# EXERCISE INSTRUCTIONS
Write out, word for word, the part of the article on COVID-19 and farming that opens with "But as a crop" and closes with "the hospitality industry.".

# SOURCE TEXT
============

Farmer's Weekly (South Africa)
COVID-19: a farmer’s perspective
The agriculture sector was declared an essential service and given the green light to operate normally during the COVID-19 lockdown. Nonetheless, many farmers have suffered losses due to trade disruption.
The impact of the coronavirus disease (COVID-19) pandemic has been felt worldwide as governments have implemented stringent measures to protect their citizens.
Many businesses have also felt the severe impact that COVID-19, and trade and movement restrictions put in place to slow down the spread of the disease, have had on their bottom lines.
The general assumption is that because people need to eat and farmers produce food, farmers would never find themselves in a situation where they have to close shop. The food value chain has, after all, been declared an essential service.
But as a crop farmer, my experience proves that farmers have not been as unaffected as many might believe.
SLOW DEMAND FOR FRESH PRODUCE
It is easy to assume that the COVID-19 lockdown would result in an increase in demand for fresh produce, as more people are cooking from home and trying to eat healthily. The reality, however, is quite the opposite. The Johannesburg Fresh Produce Market, which is normally visited by thousands of daily buyers procuring fresh fruit and vegetables, has been hard hit by the epidemic. Since the lockdown was enforced, market agents have confirmed a reduction in sales, especially due to the sudden closure of the hospitality industry.
Farmers who send their produce to the fresh produce markets are directly affected by this. When produce is ready to be harvested, it cannot simply be left on the land for another week or two. Farmers are forced to harvest and deliver to a market that is experiencing low demand, and as a result, an oversupply of produce.

============

# SOURCE INFORMATION
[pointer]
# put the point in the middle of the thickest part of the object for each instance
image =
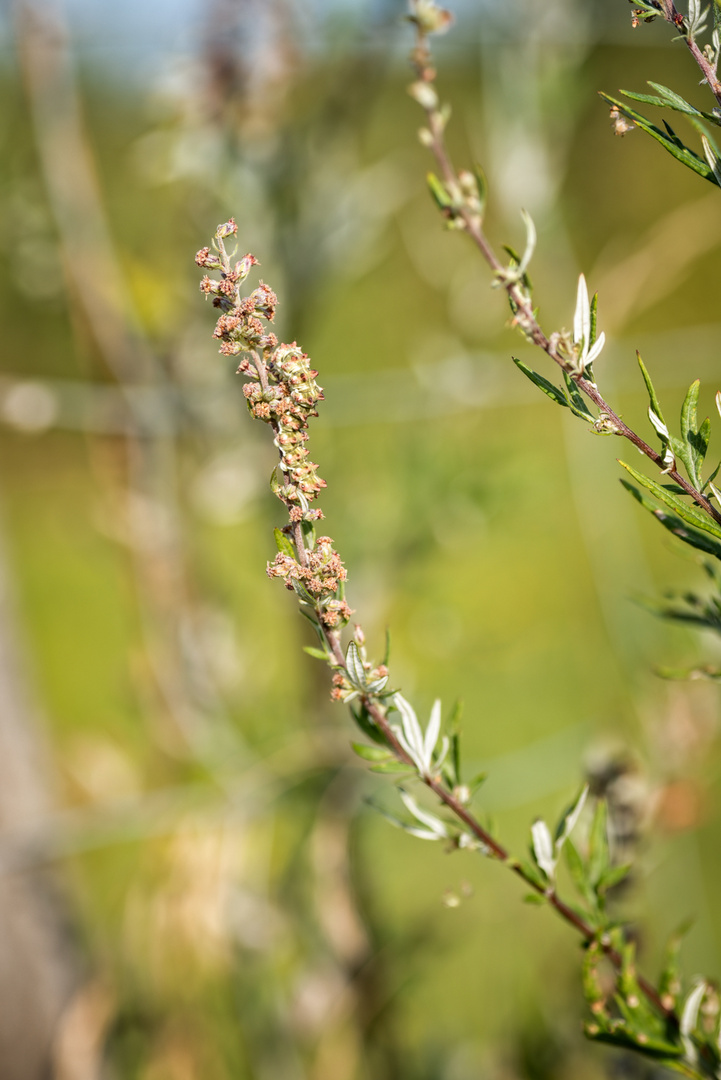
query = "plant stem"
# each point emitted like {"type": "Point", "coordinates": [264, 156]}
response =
{"type": "Point", "coordinates": [525, 314]}
{"type": "Point", "coordinates": [671, 15]}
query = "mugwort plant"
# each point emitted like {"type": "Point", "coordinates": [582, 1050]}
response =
{"type": "Point", "coordinates": [676, 1025]}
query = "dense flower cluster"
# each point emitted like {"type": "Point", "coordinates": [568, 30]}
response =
{"type": "Point", "coordinates": [321, 577]}
{"type": "Point", "coordinates": [283, 392]}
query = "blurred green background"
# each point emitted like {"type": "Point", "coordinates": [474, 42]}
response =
{"type": "Point", "coordinates": [191, 881]}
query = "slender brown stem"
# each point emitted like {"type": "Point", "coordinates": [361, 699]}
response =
{"type": "Point", "coordinates": [671, 15]}
{"type": "Point", "coordinates": [525, 314]}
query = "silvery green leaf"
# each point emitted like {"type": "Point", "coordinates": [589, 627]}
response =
{"type": "Point", "coordinates": [658, 424]}
{"type": "Point", "coordinates": [582, 314]}
{"type": "Point", "coordinates": [445, 746]}
{"type": "Point", "coordinates": [354, 665]}
{"type": "Point", "coordinates": [690, 1015]}
{"type": "Point", "coordinates": [432, 733]}
{"type": "Point", "coordinates": [543, 848]}
{"type": "Point", "coordinates": [425, 819]}
{"type": "Point", "coordinates": [410, 736]}
{"type": "Point", "coordinates": [569, 822]}
{"type": "Point", "coordinates": [595, 350]}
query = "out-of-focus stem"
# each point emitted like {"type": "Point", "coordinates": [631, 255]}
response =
{"type": "Point", "coordinates": [531, 326]}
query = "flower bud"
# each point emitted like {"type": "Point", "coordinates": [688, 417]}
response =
{"type": "Point", "coordinates": [424, 94]}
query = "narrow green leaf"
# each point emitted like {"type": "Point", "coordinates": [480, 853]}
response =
{"type": "Point", "coordinates": [386, 653]}
{"type": "Point", "coordinates": [576, 868]}
{"type": "Point", "coordinates": [598, 844]}
{"type": "Point", "coordinates": [675, 100]}
{"type": "Point", "coordinates": [685, 511]}
{"type": "Point", "coordinates": [389, 767]}
{"type": "Point", "coordinates": [713, 474]}
{"type": "Point", "coordinates": [653, 400]}
{"type": "Point", "coordinates": [554, 392]}
{"type": "Point", "coordinates": [366, 724]}
{"type": "Point", "coordinates": [576, 402]}
{"type": "Point", "coordinates": [613, 876]}
{"type": "Point", "coordinates": [689, 410]}
{"type": "Point", "coordinates": [371, 753]}
{"type": "Point", "coordinates": [681, 153]}
{"type": "Point", "coordinates": [685, 532]}
{"type": "Point", "coordinates": [453, 728]}
{"type": "Point", "coordinates": [666, 97]}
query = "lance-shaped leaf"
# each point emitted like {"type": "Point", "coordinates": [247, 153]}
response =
{"type": "Point", "coordinates": [420, 747]}
{"type": "Point", "coordinates": [543, 848]}
{"type": "Point", "coordinates": [672, 145]}
{"type": "Point", "coordinates": [355, 671]}
{"type": "Point", "coordinates": [569, 819]}
{"type": "Point", "coordinates": [694, 444]}
{"type": "Point", "coordinates": [576, 403]}
{"type": "Point", "coordinates": [669, 983]}
{"type": "Point", "coordinates": [440, 196]}
{"type": "Point", "coordinates": [690, 1016]}
{"type": "Point", "coordinates": [530, 243]}
{"type": "Point", "coordinates": [702, 541]}
{"type": "Point", "coordinates": [554, 392]}
{"type": "Point", "coordinates": [685, 511]}
{"type": "Point", "coordinates": [371, 753]}
{"type": "Point", "coordinates": [598, 844]}
{"type": "Point", "coordinates": [666, 98]}
{"type": "Point", "coordinates": [584, 331]}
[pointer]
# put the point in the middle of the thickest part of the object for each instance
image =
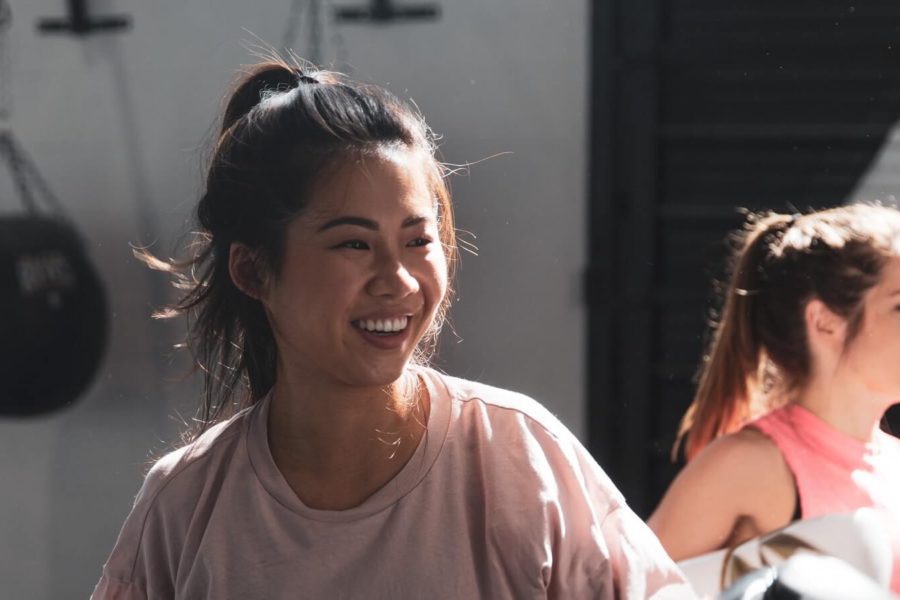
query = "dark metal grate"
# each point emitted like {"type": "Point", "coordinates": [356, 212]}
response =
{"type": "Point", "coordinates": [700, 107]}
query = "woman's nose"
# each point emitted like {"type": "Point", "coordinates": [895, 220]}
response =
{"type": "Point", "coordinates": [392, 278]}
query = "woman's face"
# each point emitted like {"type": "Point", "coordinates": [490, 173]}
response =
{"type": "Point", "coordinates": [363, 273]}
{"type": "Point", "coordinates": [874, 354]}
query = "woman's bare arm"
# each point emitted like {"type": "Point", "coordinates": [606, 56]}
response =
{"type": "Point", "coordinates": [737, 488]}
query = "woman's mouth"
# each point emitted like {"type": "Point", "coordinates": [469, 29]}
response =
{"type": "Point", "coordinates": [383, 327]}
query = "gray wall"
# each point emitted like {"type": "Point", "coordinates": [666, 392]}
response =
{"type": "Point", "coordinates": [117, 124]}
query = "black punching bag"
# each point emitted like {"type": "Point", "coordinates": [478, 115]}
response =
{"type": "Point", "coordinates": [53, 322]}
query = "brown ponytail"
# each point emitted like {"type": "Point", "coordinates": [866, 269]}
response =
{"type": "Point", "coordinates": [728, 379]}
{"type": "Point", "coordinates": [758, 352]}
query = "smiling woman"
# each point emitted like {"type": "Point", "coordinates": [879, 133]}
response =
{"type": "Point", "coordinates": [330, 461]}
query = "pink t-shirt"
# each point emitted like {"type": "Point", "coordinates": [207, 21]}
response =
{"type": "Point", "coordinates": [499, 501]}
{"type": "Point", "coordinates": [836, 473]}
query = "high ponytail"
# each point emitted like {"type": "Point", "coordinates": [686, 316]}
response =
{"type": "Point", "coordinates": [759, 355]}
{"type": "Point", "coordinates": [729, 378]}
{"type": "Point", "coordinates": [283, 128]}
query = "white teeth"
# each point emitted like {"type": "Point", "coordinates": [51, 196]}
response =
{"type": "Point", "coordinates": [383, 325]}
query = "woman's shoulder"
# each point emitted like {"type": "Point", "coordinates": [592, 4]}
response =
{"type": "Point", "coordinates": [187, 467]}
{"type": "Point", "coordinates": [500, 404]}
{"type": "Point", "coordinates": [749, 447]}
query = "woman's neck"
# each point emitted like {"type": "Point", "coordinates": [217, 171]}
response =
{"type": "Point", "coordinates": [336, 445]}
{"type": "Point", "coordinates": [844, 406]}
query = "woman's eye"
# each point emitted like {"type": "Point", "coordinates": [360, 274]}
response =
{"type": "Point", "coordinates": [354, 245]}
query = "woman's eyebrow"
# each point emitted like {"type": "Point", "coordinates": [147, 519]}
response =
{"type": "Point", "coordinates": [368, 223]}
{"type": "Point", "coordinates": [357, 221]}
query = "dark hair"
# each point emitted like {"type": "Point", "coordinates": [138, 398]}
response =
{"type": "Point", "coordinates": [282, 130]}
{"type": "Point", "coordinates": [759, 346]}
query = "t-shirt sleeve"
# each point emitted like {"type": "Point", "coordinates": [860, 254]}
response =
{"type": "Point", "coordinates": [603, 549]}
{"type": "Point", "coordinates": [142, 563]}
{"type": "Point", "coordinates": [110, 588]}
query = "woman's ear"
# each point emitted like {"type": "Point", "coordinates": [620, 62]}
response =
{"type": "Point", "coordinates": [824, 328]}
{"type": "Point", "coordinates": [244, 270]}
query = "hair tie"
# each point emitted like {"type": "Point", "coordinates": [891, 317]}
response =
{"type": "Point", "coordinates": [303, 78]}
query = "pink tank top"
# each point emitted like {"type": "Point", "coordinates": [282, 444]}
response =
{"type": "Point", "coordinates": [835, 472]}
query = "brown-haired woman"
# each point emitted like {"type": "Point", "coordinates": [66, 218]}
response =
{"type": "Point", "coordinates": [334, 463]}
{"type": "Point", "coordinates": [802, 366]}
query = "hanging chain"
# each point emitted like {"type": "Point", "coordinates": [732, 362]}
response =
{"type": "Point", "coordinates": [5, 99]}
{"type": "Point", "coordinates": [28, 180]}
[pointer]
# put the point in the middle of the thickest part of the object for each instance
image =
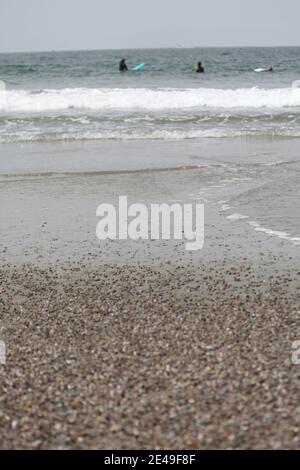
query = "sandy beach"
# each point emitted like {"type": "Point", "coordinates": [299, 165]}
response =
{"type": "Point", "coordinates": [142, 345]}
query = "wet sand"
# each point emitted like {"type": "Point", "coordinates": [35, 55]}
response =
{"type": "Point", "coordinates": [142, 345]}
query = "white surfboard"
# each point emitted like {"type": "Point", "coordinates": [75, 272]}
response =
{"type": "Point", "coordinates": [261, 69]}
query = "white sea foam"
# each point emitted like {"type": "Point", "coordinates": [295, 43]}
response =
{"type": "Point", "coordinates": [148, 99]}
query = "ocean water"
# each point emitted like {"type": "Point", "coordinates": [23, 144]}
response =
{"type": "Point", "coordinates": [75, 96]}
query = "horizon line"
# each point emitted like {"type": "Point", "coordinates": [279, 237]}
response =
{"type": "Point", "coordinates": [148, 48]}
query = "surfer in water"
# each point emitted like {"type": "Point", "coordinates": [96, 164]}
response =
{"type": "Point", "coordinates": [123, 66]}
{"type": "Point", "coordinates": [199, 68]}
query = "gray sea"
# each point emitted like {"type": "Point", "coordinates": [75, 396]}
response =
{"type": "Point", "coordinates": [232, 134]}
{"type": "Point", "coordinates": [82, 96]}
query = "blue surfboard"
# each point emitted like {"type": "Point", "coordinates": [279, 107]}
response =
{"type": "Point", "coordinates": [139, 67]}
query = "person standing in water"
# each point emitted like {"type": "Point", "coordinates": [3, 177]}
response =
{"type": "Point", "coordinates": [199, 68]}
{"type": "Point", "coordinates": [123, 66]}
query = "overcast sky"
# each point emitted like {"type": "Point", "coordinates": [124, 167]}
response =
{"type": "Point", "coordinates": [42, 25]}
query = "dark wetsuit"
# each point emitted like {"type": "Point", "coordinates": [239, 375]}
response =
{"type": "Point", "coordinates": [123, 67]}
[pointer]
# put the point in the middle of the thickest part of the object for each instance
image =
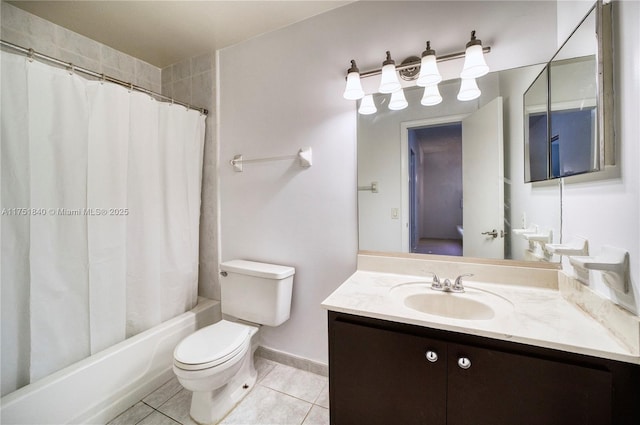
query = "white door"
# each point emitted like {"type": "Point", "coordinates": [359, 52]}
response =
{"type": "Point", "coordinates": [483, 182]}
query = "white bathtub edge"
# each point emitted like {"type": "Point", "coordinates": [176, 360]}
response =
{"type": "Point", "coordinates": [83, 393]}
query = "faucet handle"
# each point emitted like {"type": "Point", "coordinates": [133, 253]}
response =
{"type": "Point", "coordinates": [436, 281]}
{"type": "Point", "coordinates": [458, 286]}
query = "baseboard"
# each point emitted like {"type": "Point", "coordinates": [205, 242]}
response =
{"type": "Point", "coordinates": [293, 361]}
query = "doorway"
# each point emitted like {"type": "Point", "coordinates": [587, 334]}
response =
{"type": "Point", "coordinates": [435, 189]}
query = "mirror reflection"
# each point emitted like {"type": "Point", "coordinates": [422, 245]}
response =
{"type": "Point", "coordinates": [562, 140]}
{"type": "Point", "coordinates": [448, 178]}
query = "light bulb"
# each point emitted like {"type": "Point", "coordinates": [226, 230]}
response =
{"type": "Point", "coordinates": [468, 89]}
{"type": "Point", "coordinates": [398, 101]}
{"type": "Point", "coordinates": [474, 64]}
{"type": "Point", "coordinates": [431, 96]}
{"type": "Point", "coordinates": [429, 73]}
{"type": "Point", "coordinates": [389, 80]}
{"type": "Point", "coordinates": [353, 89]}
{"type": "Point", "coordinates": [367, 106]}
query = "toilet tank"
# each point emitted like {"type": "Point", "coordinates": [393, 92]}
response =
{"type": "Point", "coordinates": [256, 292]}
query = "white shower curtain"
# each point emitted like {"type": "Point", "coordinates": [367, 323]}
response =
{"type": "Point", "coordinates": [100, 216]}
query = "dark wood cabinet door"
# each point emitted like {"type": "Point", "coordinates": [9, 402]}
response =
{"type": "Point", "coordinates": [505, 389]}
{"type": "Point", "coordinates": [382, 377]}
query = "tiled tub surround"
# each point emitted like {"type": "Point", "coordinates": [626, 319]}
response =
{"type": "Point", "coordinates": [30, 31]}
{"type": "Point", "coordinates": [542, 316]}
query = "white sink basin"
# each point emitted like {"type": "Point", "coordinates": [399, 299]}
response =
{"type": "Point", "coordinates": [473, 304]}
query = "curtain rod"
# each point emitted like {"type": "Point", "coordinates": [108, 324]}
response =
{"type": "Point", "coordinates": [33, 54]}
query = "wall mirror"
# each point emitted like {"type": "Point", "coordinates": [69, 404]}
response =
{"type": "Point", "coordinates": [573, 133]}
{"type": "Point", "coordinates": [444, 179]}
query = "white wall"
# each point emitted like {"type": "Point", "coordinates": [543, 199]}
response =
{"type": "Point", "coordinates": [607, 211]}
{"type": "Point", "coordinates": [283, 91]}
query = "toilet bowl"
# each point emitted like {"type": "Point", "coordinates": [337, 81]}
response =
{"type": "Point", "coordinates": [216, 362]}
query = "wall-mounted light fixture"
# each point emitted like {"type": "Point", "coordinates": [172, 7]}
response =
{"type": "Point", "coordinates": [424, 71]}
{"type": "Point", "coordinates": [389, 81]}
{"type": "Point", "coordinates": [353, 89]}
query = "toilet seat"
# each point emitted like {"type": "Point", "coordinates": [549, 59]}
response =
{"type": "Point", "coordinates": [212, 345]}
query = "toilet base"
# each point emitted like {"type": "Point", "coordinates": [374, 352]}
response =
{"type": "Point", "coordinates": [210, 407]}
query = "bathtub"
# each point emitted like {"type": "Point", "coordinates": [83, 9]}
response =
{"type": "Point", "coordinates": [98, 388]}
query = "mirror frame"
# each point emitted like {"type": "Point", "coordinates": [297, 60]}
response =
{"type": "Point", "coordinates": [605, 116]}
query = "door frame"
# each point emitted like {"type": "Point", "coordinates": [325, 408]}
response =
{"type": "Point", "coordinates": [405, 206]}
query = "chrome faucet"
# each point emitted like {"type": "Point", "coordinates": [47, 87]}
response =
{"type": "Point", "coordinates": [447, 286]}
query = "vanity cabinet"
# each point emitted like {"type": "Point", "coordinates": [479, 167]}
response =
{"type": "Point", "coordinates": [389, 373]}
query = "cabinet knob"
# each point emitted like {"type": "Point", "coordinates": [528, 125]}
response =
{"type": "Point", "coordinates": [432, 356]}
{"type": "Point", "coordinates": [464, 363]}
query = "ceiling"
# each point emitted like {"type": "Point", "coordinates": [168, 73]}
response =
{"type": "Point", "coordinates": [166, 32]}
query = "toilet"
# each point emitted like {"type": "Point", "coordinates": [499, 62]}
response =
{"type": "Point", "coordinates": [216, 362]}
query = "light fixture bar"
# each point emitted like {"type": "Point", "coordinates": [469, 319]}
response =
{"type": "Point", "coordinates": [413, 64]}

============

# RESULT BELOW
But as a crop farmer, my experience proves that farmers have not been as unaffected as many might believe.
SLOW DEMAND FOR FRESH PRODUCE
It is easy to assume that the COVID-19 lockdown would result in an increase in demand for fresh produce, as more people are cooking from home and trying to eat healthily. The reality, however, is quite the opposite. The Johannesburg Fresh Produce Market, which is normally visited by thousands of daily buyers procuring fresh fruit and vegetables, has been hard hit by the epidemic. Since the lockdown was enforced, market agents have confirmed a reduction in sales, especially due to the sudden closure of the hospitality industry.